[Goal of the exercise]:
Return a copy of every line in the data below that contains "person".

BEGIN Provided entries

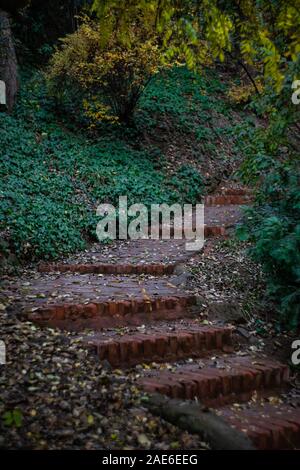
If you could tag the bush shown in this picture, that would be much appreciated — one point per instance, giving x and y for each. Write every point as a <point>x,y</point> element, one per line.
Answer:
<point>52,179</point>
<point>103,77</point>
<point>273,226</point>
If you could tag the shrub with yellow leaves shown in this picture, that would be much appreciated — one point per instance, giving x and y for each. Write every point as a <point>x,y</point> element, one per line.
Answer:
<point>110,74</point>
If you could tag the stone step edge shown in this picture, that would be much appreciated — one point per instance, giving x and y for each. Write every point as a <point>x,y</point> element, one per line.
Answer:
<point>215,388</point>
<point>109,308</point>
<point>269,429</point>
<point>139,348</point>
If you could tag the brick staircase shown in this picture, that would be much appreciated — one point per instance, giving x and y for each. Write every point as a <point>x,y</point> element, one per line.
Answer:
<point>134,284</point>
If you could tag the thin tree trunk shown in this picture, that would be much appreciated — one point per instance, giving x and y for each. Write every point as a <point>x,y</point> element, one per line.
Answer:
<point>190,417</point>
<point>8,60</point>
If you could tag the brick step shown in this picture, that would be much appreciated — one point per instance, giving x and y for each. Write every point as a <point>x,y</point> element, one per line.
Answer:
<point>109,268</point>
<point>269,426</point>
<point>235,379</point>
<point>136,348</point>
<point>125,266</point>
<point>97,315</point>
<point>227,199</point>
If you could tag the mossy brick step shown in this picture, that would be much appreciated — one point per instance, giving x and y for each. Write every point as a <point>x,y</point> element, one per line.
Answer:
<point>96,301</point>
<point>230,379</point>
<point>137,348</point>
<point>153,257</point>
<point>269,426</point>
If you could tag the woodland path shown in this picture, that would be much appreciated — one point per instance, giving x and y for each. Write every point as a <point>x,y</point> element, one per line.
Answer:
<point>143,285</point>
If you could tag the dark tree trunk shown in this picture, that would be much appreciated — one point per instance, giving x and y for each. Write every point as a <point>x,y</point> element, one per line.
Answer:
<point>8,60</point>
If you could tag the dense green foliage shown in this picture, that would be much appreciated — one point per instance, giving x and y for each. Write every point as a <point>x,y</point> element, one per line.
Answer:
<point>272,162</point>
<point>52,178</point>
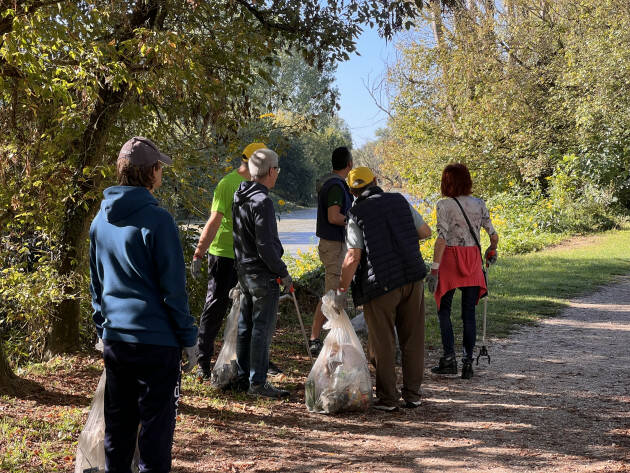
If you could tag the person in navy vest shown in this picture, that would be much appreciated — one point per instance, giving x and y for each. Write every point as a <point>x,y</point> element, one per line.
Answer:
<point>333,202</point>
<point>138,288</point>
<point>386,269</point>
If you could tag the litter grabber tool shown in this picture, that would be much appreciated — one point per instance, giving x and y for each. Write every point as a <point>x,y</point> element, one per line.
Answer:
<point>483,352</point>
<point>297,309</point>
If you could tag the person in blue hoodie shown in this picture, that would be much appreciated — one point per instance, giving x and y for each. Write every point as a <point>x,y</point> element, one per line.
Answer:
<point>138,288</point>
<point>258,264</point>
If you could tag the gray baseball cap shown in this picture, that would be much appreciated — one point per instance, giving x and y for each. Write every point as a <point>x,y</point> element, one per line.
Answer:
<point>141,151</point>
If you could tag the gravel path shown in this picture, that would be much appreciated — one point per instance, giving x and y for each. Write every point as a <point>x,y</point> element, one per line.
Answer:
<point>556,398</point>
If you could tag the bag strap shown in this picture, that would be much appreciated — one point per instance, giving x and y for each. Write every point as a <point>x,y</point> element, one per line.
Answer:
<point>472,232</point>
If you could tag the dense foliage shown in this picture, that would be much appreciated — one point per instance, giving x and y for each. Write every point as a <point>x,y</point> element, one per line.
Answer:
<point>77,78</point>
<point>532,95</point>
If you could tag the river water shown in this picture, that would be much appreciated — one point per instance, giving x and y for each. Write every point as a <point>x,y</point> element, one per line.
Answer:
<point>297,230</point>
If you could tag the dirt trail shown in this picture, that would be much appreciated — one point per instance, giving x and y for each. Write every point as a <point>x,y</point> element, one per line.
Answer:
<point>556,398</point>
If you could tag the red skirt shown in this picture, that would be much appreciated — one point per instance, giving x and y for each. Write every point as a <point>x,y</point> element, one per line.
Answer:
<point>460,267</point>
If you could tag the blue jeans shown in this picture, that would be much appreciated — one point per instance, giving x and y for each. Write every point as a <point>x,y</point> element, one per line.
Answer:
<point>256,325</point>
<point>469,301</point>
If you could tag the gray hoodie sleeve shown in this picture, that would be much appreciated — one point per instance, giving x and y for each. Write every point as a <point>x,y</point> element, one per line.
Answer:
<point>267,241</point>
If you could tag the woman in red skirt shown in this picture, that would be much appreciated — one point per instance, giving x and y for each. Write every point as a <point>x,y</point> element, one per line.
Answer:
<point>457,263</point>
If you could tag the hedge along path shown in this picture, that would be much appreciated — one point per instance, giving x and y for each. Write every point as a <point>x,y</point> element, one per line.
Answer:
<point>556,398</point>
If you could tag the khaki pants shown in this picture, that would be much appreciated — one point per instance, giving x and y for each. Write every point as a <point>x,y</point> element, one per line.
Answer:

END Provided entries

[Written answer]:
If you could tag the person in navy vest shown in this picture, that would be much appreciated — one point per instance, giving x and y for each. Write every point as a <point>x,y</point> element, one per line.
If you could tag the person in blue hoodie shown in this picture, that would be much appreciated — one point per instance, giving x and y for each. Write every point as a <point>x,y</point> element, one per line.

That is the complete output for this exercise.